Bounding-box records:
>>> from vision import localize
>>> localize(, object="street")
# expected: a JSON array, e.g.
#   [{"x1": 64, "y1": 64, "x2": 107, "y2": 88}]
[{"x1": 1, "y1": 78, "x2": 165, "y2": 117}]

...

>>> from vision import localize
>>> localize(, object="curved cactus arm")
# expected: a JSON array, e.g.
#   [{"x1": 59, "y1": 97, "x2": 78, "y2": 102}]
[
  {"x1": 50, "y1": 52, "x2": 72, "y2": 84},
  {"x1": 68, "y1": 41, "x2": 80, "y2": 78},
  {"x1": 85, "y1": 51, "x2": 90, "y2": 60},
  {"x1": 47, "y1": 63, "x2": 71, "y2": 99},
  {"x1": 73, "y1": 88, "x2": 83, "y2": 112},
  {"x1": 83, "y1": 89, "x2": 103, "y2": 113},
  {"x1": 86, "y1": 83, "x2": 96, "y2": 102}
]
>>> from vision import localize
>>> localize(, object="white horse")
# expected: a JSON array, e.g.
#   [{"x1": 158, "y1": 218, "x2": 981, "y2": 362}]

**GIVEN INSTRUCTION**
Pull out every line of the data above that contains the string "object".

**TASK RESULT**
>>> localize(, object="street")
>>> localize(, object="curved cactus arm")
>>> localize(, object="white horse")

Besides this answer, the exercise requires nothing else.